Contactins in the neurobiology of autism.

Contactins in the neurobiology of autism.


Autism is a disease of brain plasticity. Inspiring work of Willem Hendrik Gispen on neuronal plasticity has stimulated us to investigate gene defects in autism and the consequences for brain development.

The central process in the pathogenesis of autism is local dendritic mRNA translation which is dependent on axodendritic communication.

Hence, most autism-related gene products (i) are part of the protein synthesis machinery itself, (ii) are components of the mTOR signal transduction pathway, or (iii) shape synaptic activity and plasticity.

Accordingly, prototype drugs have been recognized that interfere with these pathways. The contactin (CNTN) family of Ig cell adhesion molecules (IgCAMs) harbours at least three members that have genetically been implicated in autism: CNTN4, CNTN5, and CNTN6.

In this chapter we review the genetic and neurobiological data underpinning their role in normal and abnormal development of brain systems, and the consequences for behavior.

◆ ◆ ◆ ◆ ◆

What is expected = Can you continue the abstract on contactins in autism, picking up right after its last sentence? These rows were drawn from a separate source.

Records from a data collection =
◆ ◆ ◆ ◆ ◆

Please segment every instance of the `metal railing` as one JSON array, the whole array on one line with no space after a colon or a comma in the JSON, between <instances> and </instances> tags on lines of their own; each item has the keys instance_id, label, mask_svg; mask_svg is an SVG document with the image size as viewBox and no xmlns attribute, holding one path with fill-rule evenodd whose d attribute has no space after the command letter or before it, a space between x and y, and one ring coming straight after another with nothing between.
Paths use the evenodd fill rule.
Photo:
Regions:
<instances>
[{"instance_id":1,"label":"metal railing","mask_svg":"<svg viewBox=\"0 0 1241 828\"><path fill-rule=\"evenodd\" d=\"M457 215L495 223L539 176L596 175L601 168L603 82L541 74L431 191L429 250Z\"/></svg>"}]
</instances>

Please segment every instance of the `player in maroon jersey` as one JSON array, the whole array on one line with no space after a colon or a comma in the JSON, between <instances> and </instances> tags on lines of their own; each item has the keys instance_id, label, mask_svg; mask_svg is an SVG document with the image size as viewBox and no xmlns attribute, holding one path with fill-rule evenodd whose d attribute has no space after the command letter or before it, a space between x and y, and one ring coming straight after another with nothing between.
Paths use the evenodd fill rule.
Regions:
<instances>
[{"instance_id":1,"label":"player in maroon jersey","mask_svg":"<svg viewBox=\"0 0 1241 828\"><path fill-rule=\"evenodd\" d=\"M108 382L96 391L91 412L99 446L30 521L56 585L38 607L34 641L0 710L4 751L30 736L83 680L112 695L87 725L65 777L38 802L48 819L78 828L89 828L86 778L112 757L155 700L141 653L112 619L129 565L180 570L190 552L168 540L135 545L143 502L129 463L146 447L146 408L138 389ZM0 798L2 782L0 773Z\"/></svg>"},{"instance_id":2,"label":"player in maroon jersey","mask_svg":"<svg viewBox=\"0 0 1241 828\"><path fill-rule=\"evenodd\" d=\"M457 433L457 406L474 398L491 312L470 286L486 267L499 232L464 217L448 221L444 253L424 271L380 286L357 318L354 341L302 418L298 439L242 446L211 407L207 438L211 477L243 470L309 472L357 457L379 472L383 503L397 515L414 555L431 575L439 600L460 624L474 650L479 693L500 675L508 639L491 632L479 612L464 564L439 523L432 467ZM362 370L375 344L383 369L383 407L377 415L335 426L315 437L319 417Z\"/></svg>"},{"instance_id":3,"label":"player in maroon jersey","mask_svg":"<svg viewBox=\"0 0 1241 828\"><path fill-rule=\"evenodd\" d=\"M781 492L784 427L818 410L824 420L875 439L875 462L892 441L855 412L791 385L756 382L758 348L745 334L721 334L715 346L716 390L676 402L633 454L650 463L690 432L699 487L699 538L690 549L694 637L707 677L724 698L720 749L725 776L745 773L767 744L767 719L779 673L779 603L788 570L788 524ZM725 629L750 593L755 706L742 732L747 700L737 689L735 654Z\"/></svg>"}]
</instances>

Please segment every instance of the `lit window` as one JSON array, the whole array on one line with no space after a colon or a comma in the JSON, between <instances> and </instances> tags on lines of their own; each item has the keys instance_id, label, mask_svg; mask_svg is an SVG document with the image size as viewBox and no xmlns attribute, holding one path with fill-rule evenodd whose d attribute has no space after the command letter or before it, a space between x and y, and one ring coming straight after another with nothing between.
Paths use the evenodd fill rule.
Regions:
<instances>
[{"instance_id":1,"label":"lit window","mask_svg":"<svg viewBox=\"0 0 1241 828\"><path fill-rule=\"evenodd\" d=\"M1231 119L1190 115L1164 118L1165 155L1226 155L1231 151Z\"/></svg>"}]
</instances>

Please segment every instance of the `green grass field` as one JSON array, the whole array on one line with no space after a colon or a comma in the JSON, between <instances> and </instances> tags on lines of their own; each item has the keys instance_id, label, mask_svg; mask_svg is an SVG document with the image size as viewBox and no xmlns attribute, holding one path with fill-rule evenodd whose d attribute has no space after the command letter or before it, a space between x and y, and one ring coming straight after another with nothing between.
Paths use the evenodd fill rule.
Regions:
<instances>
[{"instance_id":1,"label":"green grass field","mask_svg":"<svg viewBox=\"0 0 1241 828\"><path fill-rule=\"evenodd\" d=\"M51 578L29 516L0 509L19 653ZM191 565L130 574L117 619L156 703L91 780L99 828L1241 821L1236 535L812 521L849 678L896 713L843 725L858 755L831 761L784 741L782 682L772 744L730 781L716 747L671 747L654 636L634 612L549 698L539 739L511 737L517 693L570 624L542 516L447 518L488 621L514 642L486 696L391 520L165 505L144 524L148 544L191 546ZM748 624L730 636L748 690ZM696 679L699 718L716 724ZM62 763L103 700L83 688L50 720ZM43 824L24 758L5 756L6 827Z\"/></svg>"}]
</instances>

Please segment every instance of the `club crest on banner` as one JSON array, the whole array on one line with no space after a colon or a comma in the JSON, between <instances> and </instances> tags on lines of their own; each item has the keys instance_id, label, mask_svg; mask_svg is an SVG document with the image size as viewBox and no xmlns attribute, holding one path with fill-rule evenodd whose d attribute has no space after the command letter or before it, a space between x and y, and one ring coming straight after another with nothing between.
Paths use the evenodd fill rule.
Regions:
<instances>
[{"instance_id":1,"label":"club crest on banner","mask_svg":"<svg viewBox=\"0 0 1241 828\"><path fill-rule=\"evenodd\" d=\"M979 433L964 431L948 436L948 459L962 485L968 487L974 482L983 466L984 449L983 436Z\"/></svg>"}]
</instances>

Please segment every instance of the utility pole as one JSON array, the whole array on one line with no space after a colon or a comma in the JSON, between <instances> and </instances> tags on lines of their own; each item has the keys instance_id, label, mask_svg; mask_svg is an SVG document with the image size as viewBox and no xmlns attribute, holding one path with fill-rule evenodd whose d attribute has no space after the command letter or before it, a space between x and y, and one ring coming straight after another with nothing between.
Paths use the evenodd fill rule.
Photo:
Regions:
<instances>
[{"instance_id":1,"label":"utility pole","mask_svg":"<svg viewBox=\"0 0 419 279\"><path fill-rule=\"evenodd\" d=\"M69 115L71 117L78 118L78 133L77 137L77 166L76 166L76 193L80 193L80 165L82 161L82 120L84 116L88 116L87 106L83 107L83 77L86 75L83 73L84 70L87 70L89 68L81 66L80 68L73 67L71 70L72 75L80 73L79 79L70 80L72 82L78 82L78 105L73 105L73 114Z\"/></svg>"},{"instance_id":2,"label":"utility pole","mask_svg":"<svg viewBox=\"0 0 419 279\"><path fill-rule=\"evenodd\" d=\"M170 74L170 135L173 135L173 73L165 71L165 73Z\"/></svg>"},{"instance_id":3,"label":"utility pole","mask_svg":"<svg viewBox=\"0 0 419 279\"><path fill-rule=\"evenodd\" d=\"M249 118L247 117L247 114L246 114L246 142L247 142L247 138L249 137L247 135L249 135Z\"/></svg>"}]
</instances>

◆ ◆ ◆ ◆ ◆

Your response =
Although data on each of these CNTNs is far from complete, we tentatively conclude that these three contactins play roles in brain development in a critical phase of establishing brain systems and their plasticity.

They modulate neuronal activities, such as neurite outgrowth, synaptogenesis, survival, guidance of projections and terminal branching of axons in forming neural circuits.

Current research on these CNTNs concentrate on the neurobiological mechanism of their developmental functions. A future task will be to establish if proposed pharmacological strategies to counteract ASD-related symptomes can also be applied to reversal of phenotypes caused by genetic defects in these CNTN genes.